---------- THE DATA
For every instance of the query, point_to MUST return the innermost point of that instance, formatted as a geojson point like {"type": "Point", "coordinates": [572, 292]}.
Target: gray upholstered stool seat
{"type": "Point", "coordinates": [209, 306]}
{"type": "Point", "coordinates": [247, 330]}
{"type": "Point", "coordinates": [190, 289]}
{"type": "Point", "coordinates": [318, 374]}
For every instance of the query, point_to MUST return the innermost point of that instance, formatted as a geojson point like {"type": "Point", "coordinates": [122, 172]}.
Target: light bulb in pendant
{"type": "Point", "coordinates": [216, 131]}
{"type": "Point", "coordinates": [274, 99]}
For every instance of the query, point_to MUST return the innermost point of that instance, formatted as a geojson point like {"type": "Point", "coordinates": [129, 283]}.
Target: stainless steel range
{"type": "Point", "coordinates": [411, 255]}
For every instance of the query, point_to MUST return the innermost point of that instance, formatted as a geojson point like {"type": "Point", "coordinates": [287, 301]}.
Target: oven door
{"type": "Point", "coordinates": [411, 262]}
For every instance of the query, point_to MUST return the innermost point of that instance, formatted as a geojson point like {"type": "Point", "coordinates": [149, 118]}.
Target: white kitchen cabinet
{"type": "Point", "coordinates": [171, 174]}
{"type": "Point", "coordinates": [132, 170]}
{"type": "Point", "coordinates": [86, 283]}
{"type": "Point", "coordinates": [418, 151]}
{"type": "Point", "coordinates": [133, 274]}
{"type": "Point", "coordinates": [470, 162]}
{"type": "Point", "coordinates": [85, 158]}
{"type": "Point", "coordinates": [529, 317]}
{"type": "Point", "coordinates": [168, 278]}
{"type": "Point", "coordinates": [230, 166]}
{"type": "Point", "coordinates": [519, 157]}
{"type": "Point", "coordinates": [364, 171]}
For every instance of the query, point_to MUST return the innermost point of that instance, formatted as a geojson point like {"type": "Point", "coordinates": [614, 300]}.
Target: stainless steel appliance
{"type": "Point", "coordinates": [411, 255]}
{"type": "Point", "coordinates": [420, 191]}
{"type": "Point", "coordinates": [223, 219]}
--------------------
◆ EXERCISE BRIEF
What lines of the material above hold the string "return"? Please copy them.

◆ WRITTEN REPLY
For every instance of the query, point_to MUST return the innermost point of that instance, formatted as a geojson point like {"type": "Point", "coordinates": [572, 292]}.
For every instance of the query, point_to MUST return the innermost point of that instance, formatted as a geojson point like {"type": "Point", "coordinates": [122, 172]}.
For every instance of the query, point_to MUST return the innermost point of that instance, formatted as a geojson point like {"type": "Point", "coordinates": [129, 283]}.
For every instance of the query, point_to MUST return the innermost point of that instance, formatted as a geojson point like {"type": "Point", "coordinates": [287, 301]}.
For every instance of the query, point_to MUST return the innermost point of that instance, formatted as a geojson point like {"type": "Point", "coordinates": [149, 118]}.
For every instance of the query, point_to MUST return the innermost point of that instance, formatted as a geojson point like {"type": "Point", "coordinates": [614, 300]}.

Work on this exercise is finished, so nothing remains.